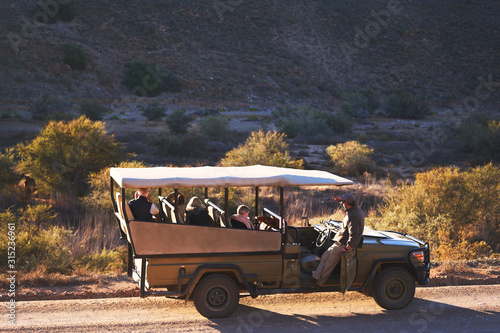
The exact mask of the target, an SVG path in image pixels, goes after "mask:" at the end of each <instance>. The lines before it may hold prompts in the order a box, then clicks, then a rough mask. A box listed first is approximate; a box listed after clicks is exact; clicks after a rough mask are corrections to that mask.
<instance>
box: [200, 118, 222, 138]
mask: <svg viewBox="0 0 500 333" xmlns="http://www.w3.org/2000/svg"><path fill="white" fill-rule="evenodd" d="M199 126H200V133H201V134H203V135H205V136H207V137H209V138H210V139H211V140H214V141H222V142H224V141H226V140H227V138H228V137H229V122H228V120H227V119H226V118H224V117H221V116H210V117H203V118H201V119H200V122H199Z"/></svg>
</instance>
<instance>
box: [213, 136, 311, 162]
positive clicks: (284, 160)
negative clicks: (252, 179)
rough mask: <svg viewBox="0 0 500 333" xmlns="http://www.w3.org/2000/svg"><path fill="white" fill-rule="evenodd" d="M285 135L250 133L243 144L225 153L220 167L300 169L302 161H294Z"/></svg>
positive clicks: (239, 145) (221, 160) (294, 160)
mask: <svg viewBox="0 0 500 333" xmlns="http://www.w3.org/2000/svg"><path fill="white" fill-rule="evenodd" d="M285 139H286V135H285V134H281V133H277V132H267V133H264V132H263V131H262V130H260V131H258V132H252V134H251V136H250V137H249V138H248V139H247V140H246V142H245V144H242V145H239V146H238V147H237V148H234V149H232V150H231V151H229V152H227V153H226V156H225V157H224V158H223V159H222V160H221V165H222V166H245V165H255V164H261V165H268V166H277V167H287V168H296V169H302V168H303V167H304V161H303V160H294V159H293V158H292V157H291V156H290V153H289V151H288V144H287V143H286V140H285Z"/></svg>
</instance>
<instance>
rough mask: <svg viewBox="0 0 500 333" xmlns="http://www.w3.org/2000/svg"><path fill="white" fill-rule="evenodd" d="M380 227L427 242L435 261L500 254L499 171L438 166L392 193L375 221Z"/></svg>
mask: <svg viewBox="0 0 500 333" xmlns="http://www.w3.org/2000/svg"><path fill="white" fill-rule="evenodd" d="M372 222H373V224H374V226H375V227H376V228H377V229H382V230H388V229H395V230H397V231H400V232H407V233H409V234H410V235H413V236H416V237H417V238H420V239H422V240H425V241H427V242H429V243H430V244H431V246H432V248H433V251H432V253H433V254H434V255H435V256H436V258H437V259H443V260H445V259H473V258H476V257H478V256H487V255H489V254H490V253H491V249H493V250H494V251H496V252H498V251H499V250H500V229H499V228H498V225H499V223H500V168H499V167H498V166H495V165H493V164H491V163H490V164H488V165H485V166H482V167H477V168H474V169H471V170H467V171H461V170H459V169H458V168H455V167H440V168H435V169H433V170H430V171H428V172H424V173H419V174H417V175H416V180H415V183H414V184H405V185H403V186H401V187H399V188H397V189H395V190H394V191H392V192H391V193H390V195H388V197H387V198H386V200H385V202H384V204H383V205H382V206H381V207H380V208H379V214H378V217H377V218H376V219H374V220H372Z"/></svg>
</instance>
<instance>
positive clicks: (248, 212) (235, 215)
mask: <svg viewBox="0 0 500 333" xmlns="http://www.w3.org/2000/svg"><path fill="white" fill-rule="evenodd" d="M248 214H250V208H248V206H245V205H240V206H239V207H238V209H237V210H236V214H234V215H231V216H230V217H229V220H230V221H231V225H232V226H233V228H235V229H254V227H253V224H252V221H250V219H249V218H248Z"/></svg>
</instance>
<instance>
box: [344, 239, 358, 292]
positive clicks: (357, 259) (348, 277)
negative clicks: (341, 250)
mask: <svg viewBox="0 0 500 333" xmlns="http://www.w3.org/2000/svg"><path fill="white" fill-rule="evenodd" d="M356 252H357V251H356V249H352V250H351V251H349V252H348V253H343V254H342V255H341V257H340V291H342V293H343V294H345V292H346V291H347V290H348V289H349V287H350V286H351V284H352V283H353V281H354V279H355V278H356V274H357V273H358V257H357V255H356Z"/></svg>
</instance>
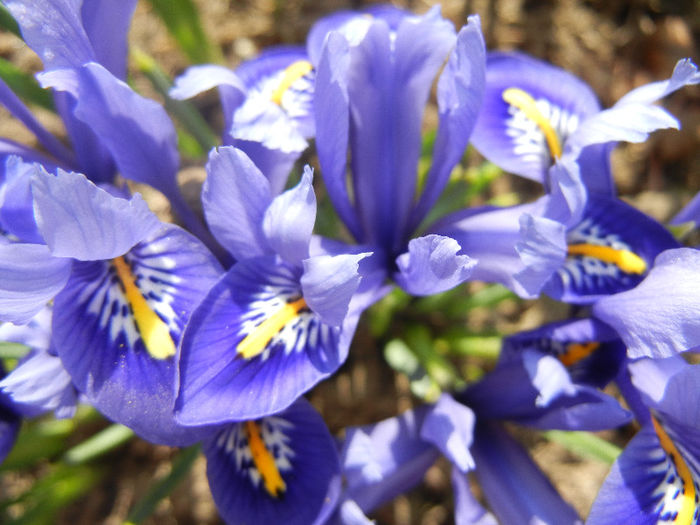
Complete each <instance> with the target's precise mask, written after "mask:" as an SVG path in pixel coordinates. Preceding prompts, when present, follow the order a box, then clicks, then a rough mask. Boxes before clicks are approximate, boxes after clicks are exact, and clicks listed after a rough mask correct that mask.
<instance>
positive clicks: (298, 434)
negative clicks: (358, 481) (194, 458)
mask: <svg viewBox="0 0 700 525" xmlns="http://www.w3.org/2000/svg"><path fill="white" fill-rule="evenodd" d="M203 451H204V455H205V456H206V458H207V477H208V479H209V486H210V487H211V491H212V496H213V497H214V502H215V503H216V506H217V508H218V509H219V513H220V514H221V516H222V517H223V518H224V520H225V521H226V522H227V523H231V524H237V523H254V522H260V523H289V524H293V525H309V524H313V523H319V524H320V523H323V522H324V521H325V519H326V518H327V516H328V514H329V513H330V512H331V511H332V509H333V508H334V507H335V504H336V499H337V496H338V493H339V489H340V476H339V473H340V464H339V461H338V452H337V450H336V444H335V442H334V440H333V437H332V436H331V434H330V432H328V429H327V428H326V425H325V423H324V422H323V419H322V418H321V416H319V414H318V413H316V411H315V410H314V409H313V408H312V407H311V405H309V403H308V402H306V401H305V400H304V399H300V400H298V401H297V402H296V403H294V404H293V405H291V406H290V407H289V408H287V409H286V410H284V411H282V412H280V413H278V414H275V415H271V416H266V417H263V418H260V419H256V420H251V421H242V422H236V423H230V424H228V425H226V426H224V427H223V428H221V429H220V430H219V431H218V432H217V433H216V434H214V435H213V436H212V437H211V438H208V439H207V440H206V441H205V442H204V447H203Z"/></svg>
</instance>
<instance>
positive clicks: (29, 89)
mask: <svg viewBox="0 0 700 525" xmlns="http://www.w3.org/2000/svg"><path fill="white" fill-rule="evenodd" d="M0 78H2V79H3V80H4V81H5V83H6V84H7V85H8V86H10V89H11V90H12V91H14V92H15V93H16V94H17V96H19V97H20V98H21V99H22V100H24V101H25V102H26V103H28V104H36V105H37V106H41V107H43V108H45V109H48V110H50V111H54V106H53V99H52V98H51V93H49V91H48V90H46V89H43V88H42V87H41V86H40V85H39V83H38V82H37V81H36V79H35V78H34V77H33V76H32V75H29V74H27V73H25V72H24V71H22V70H20V69H19V68H18V67H17V66H15V65H13V64H12V63H11V62H8V61H7V60H5V59H4V58H0Z"/></svg>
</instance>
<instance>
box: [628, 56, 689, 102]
mask: <svg viewBox="0 0 700 525" xmlns="http://www.w3.org/2000/svg"><path fill="white" fill-rule="evenodd" d="M698 83H700V72H698V68H697V66H696V65H695V64H693V62H692V60H690V59H689V58H684V59H682V60H679V61H678V62H677V63H676V67H674V68H673V73H672V74H671V78H670V79H669V80H662V81H660V82H652V83H651V84H647V85H645V86H641V87H638V88H637V89H633V90H632V91H630V92H629V93H627V94H626V95H625V96H624V97H622V98H621V99H620V100H618V101H617V104H615V106H620V105H623V104H630V103H641V104H651V103H653V102H656V101H657V100H659V99H661V98H663V97H665V96H666V95H670V94H671V93H673V92H674V91H676V90H678V89H680V88H682V87H685V86H689V85H693V84H698Z"/></svg>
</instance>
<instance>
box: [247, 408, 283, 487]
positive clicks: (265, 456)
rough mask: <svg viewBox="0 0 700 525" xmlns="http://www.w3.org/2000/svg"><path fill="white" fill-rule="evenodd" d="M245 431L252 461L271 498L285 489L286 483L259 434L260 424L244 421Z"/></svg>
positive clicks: (264, 442) (263, 441) (273, 459)
mask: <svg viewBox="0 0 700 525" xmlns="http://www.w3.org/2000/svg"><path fill="white" fill-rule="evenodd" d="M245 432H246V436H247V437H248V446H249V447H250V453H251V455H252V456H253V463H254V464H255V468H256V469H257V470H258V472H259V473H260V477H262V480H263V483H264V484H265V490H266V491H267V493H268V494H269V495H270V496H272V497H273V498H277V497H279V496H280V494H282V493H284V491H286V490H287V485H286V484H285V482H284V480H283V479H282V476H281V475H280V471H279V469H278V468H277V463H276V462H275V458H274V456H273V455H272V454H271V453H270V451H269V450H268V448H267V446H265V441H263V438H262V436H261V435H260V426H259V425H258V424H257V423H256V422H255V421H246V422H245Z"/></svg>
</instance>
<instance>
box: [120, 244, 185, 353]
mask: <svg viewBox="0 0 700 525" xmlns="http://www.w3.org/2000/svg"><path fill="white" fill-rule="evenodd" d="M112 264H113V265H114V268H115V269H116V271H117V277H119V280H120V281H121V283H122V286H123V287H124V293H125V295H126V300H127V302H128V303H129V306H131V310H132V312H133V314H134V320H135V321H136V327H137V328H138V331H139V334H140V335H141V339H142V340H143V344H144V346H145V347H146V350H147V351H148V353H149V354H150V355H151V356H152V357H154V358H156V359H166V358H168V357H170V356H173V355H175V343H174V342H173V339H172V337H170V328H168V325H167V324H165V323H164V322H163V320H162V319H161V318H160V317H158V314H157V313H155V312H154V311H153V309H151V307H150V306H149V305H148V302H147V301H146V299H145V298H144V296H143V294H142V293H141V290H139V288H138V286H136V279H135V278H134V274H133V273H132V272H131V267H130V266H129V264H128V263H127V262H126V261H125V260H124V258H123V257H117V258H115V259H112Z"/></svg>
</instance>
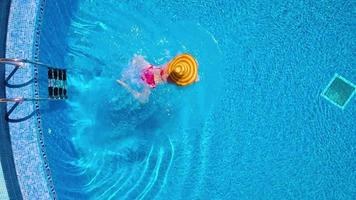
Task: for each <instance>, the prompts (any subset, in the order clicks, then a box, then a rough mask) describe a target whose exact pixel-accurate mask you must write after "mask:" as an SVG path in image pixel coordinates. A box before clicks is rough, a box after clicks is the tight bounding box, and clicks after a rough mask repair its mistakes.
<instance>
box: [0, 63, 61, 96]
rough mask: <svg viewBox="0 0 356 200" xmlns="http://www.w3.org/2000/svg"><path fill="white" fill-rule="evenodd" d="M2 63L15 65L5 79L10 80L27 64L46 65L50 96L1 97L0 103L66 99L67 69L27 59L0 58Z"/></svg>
mask: <svg viewBox="0 0 356 200" xmlns="http://www.w3.org/2000/svg"><path fill="white" fill-rule="evenodd" d="M0 63H3V64H9V65H13V66H15V69H14V70H13V71H12V72H11V73H10V74H9V76H8V77H7V78H6V80H5V81H8V80H9V79H10V78H11V77H12V76H13V75H14V74H15V72H16V71H17V70H18V69H19V68H24V67H26V65H25V64H33V65H37V66H40V67H46V68H47V71H48V74H47V78H48V97H38V98H32V97H29V98H28V97H16V98H0V103H6V102H15V103H22V102H24V101H43V100H47V101H53V100H65V99H67V98H68V96H67V70H66V69H63V68H58V67H53V66H50V65H47V64H43V63H40V62H35V61H31V60H27V59H9V58H0Z"/></svg>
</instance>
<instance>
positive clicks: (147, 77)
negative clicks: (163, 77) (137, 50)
mask: <svg viewBox="0 0 356 200" xmlns="http://www.w3.org/2000/svg"><path fill="white" fill-rule="evenodd" d="M141 79H142V80H143V81H144V82H145V83H147V85H149V86H150V87H151V88H155V87H156V82H155V75H154V68H153V65H148V66H147V67H146V68H145V69H143V70H142V72H141Z"/></svg>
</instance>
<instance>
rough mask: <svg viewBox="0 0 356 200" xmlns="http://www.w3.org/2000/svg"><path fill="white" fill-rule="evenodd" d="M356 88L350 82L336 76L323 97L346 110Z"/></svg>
mask: <svg viewBox="0 0 356 200" xmlns="http://www.w3.org/2000/svg"><path fill="white" fill-rule="evenodd" d="M355 88H356V86H355V85H354V84H352V83H351V82H350V81H348V80H346V79H345V78H343V77H341V76H340V75H338V74H335V75H334V77H333V79H332V80H331V81H330V83H329V84H328V86H327V87H326V88H325V90H324V91H323V93H322V94H321V95H322V96H323V97H324V98H325V99H327V100H328V101H329V102H331V103H332V104H334V105H336V106H338V107H339V108H341V109H344V108H345V107H346V105H347V103H348V102H349V101H350V100H351V98H352V96H353V95H354V93H355Z"/></svg>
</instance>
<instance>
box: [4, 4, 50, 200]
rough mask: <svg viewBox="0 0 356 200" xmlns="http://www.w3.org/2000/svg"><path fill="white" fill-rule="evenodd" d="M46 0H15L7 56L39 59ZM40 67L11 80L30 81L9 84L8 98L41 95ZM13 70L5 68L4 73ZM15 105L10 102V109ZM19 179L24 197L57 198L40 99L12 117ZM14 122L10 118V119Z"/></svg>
mask: <svg viewBox="0 0 356 200" xmlns="http://www.w3.org/2000/svg"><path fill="white" fill-rule="evenodd" d="M45 3H46V1H45V0H12V2H11V5H10V12H9V20H8V21H9V23H8V31H7V40H6V57H7V58H23V59H29V60H35V61H38V60H39V41H40V33H41V24H42V17H43V13H44V7H45ZM37 67H38V66H36V65H34V66H31V65H28V66H26V67H25V68H24V69H21V70H18V71H17V72H16V73H15V75H14V76H13V77H12V78H11V79H9V82H8V83H9V84H14V85H16V84H19V83H29V84H26V85H23V86H21V87H18V88H16V87H15V88H14V87H10V88H9V87H7V88H6V96H7V97H19V96H25V97H38V96H39V94H38V81H37V77H38V69H37ZM13 69H14V67H12V66H7V67H6V72H5V75H6V76H7V75H9V74H10V73H11V71H12V70H13ZM11 107H12V104H8V105H7V109H8V110H9V109H11ZM9 118H11V119H17V121H16V122H15V123H9V132H10V138H11V145H12V150H13V157H14V163H15V168H16V173H17V177H18V182H19V186H20V190H21V194H22V197H23V198H24V199H31V198H33V197H35V198H36V199H56V192H55V190H54V185H53V180H52V177H51V172H50V169H49V164H48V162H47V156H46V153H45V144H44V141H43V132H42V127H41V116H40V112H39V102H38V101H35V102H23V103H21V104H19V105H18V106H17V108H16V109H15V110H14V111H13V112H12V113H11V116H9ZM9 121H11V120H9Z"/></svg>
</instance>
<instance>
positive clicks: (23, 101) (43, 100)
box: [0, 97, 64, 103]
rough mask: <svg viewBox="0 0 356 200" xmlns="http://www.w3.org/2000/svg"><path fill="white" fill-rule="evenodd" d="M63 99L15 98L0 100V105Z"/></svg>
mask: <svg viewBox="0 0 356 200" xmlns="http://www.w3.org/2000/svg"><path fill="white" fill-rule="evenodd" d="M59 100H64V99H60V98H58V99H56V98H24V97H17V98H0V103H7V102H15V103H22V102H24V101H59Z"/></svg>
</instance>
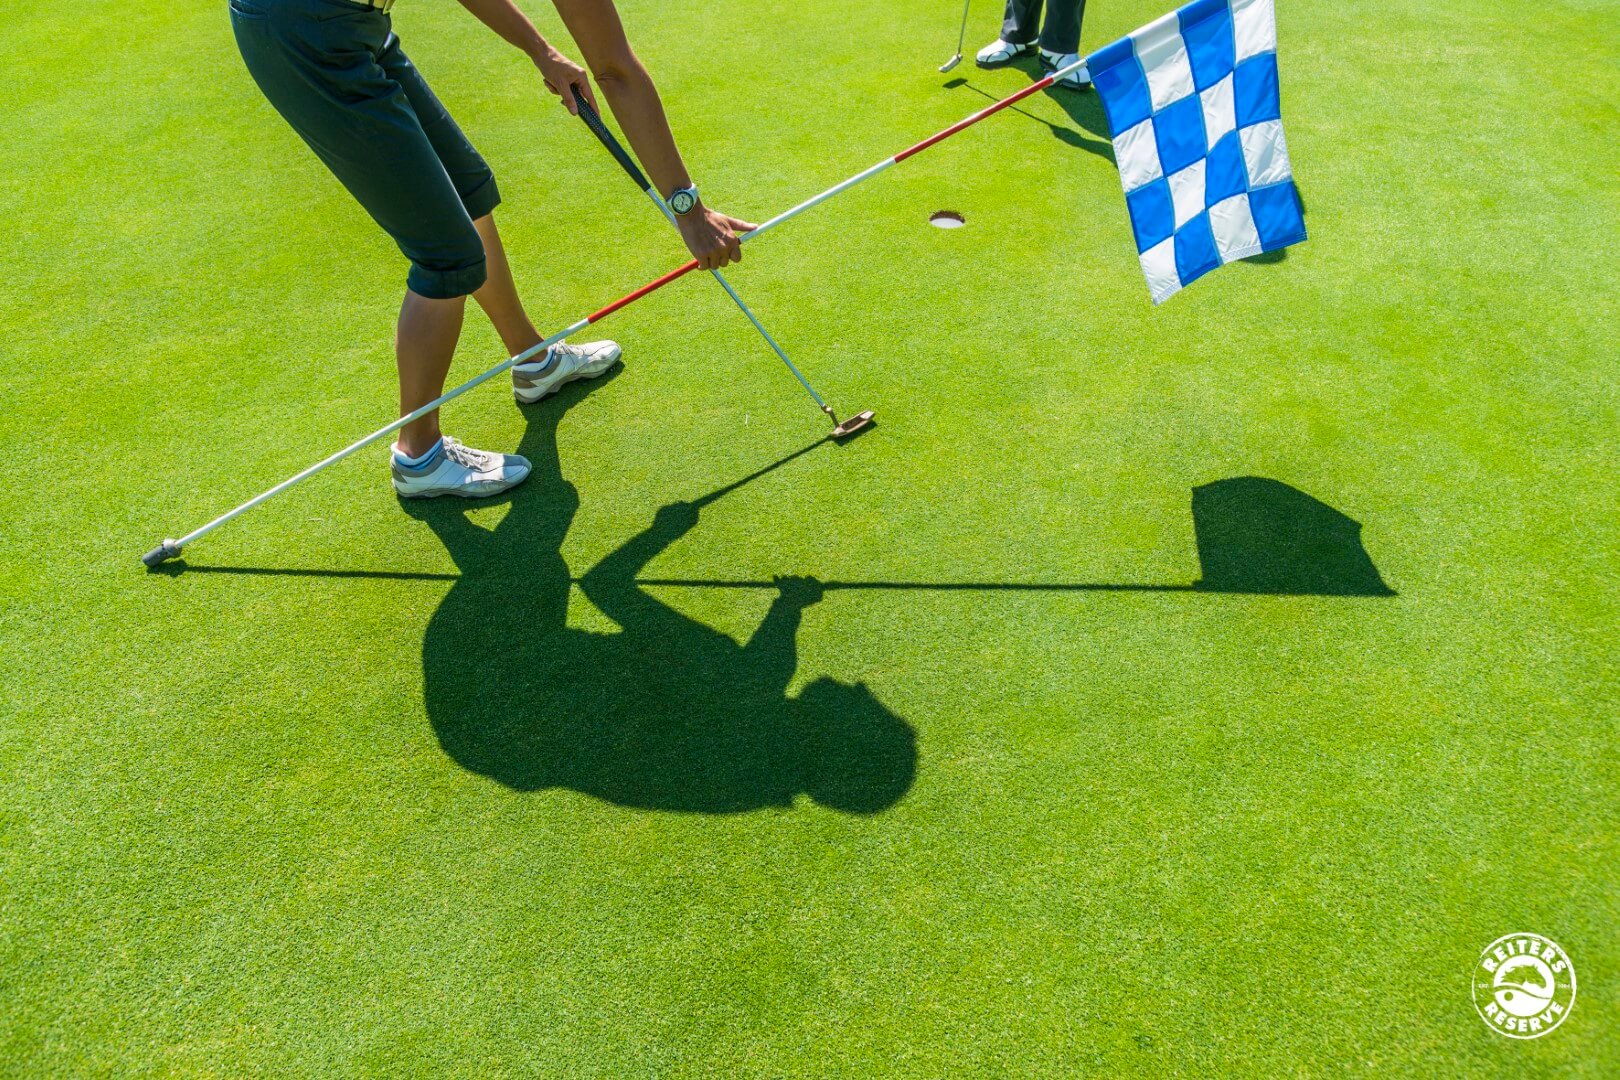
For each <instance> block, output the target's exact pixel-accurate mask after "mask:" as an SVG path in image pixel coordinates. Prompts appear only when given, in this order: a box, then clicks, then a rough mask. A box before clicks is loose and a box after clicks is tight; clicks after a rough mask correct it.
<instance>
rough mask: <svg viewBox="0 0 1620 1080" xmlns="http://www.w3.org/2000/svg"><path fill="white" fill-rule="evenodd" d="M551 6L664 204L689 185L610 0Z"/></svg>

══════

• Action item:
Copy out every line from the material above in which the word "each" appears.

• Answer to the problem:
The exact mask of the target, an SVG path in image pixels, goes after "mask:" at the end of each <instance>. The lines before it may hold prompts in the order a box, then clicks, then a rough mask. A box listed first is approximate; a box listed after clicks is exact; clicks after a rough mask are corrections to that mask.
Complete each <instance> with the target's precise mask, written after "mask:" as an SVG path in pixel coordinates. Preceding prompts, when present, follow the order a box, then clicks, then a rough mask. Boxes before clicks are approximate, boxes after clicks are exact, and clicks listed after a rough mask correct that mask.
Task: for each <instance>, the prompts (any subset, in the order clicks, then a box, then a rough mask) describe a target whose exact pixel-accurate mask you must write after "mask:" as an SVG path in image pixel coordinates. A box before clicks is rough, a box after clicks is the tight bounding box, and clicks after a rough mask repair its mistakes.
For each <instance> block, output the target's exact pixel-accurate mask after "mask:" as an SVG path in image pixel coordinates. Prompts appear only when given, in this order: a box, then clicks, then a rough mask. A box before clicks is loose and a box after clicks is tight; clicks after a rough mask correct it.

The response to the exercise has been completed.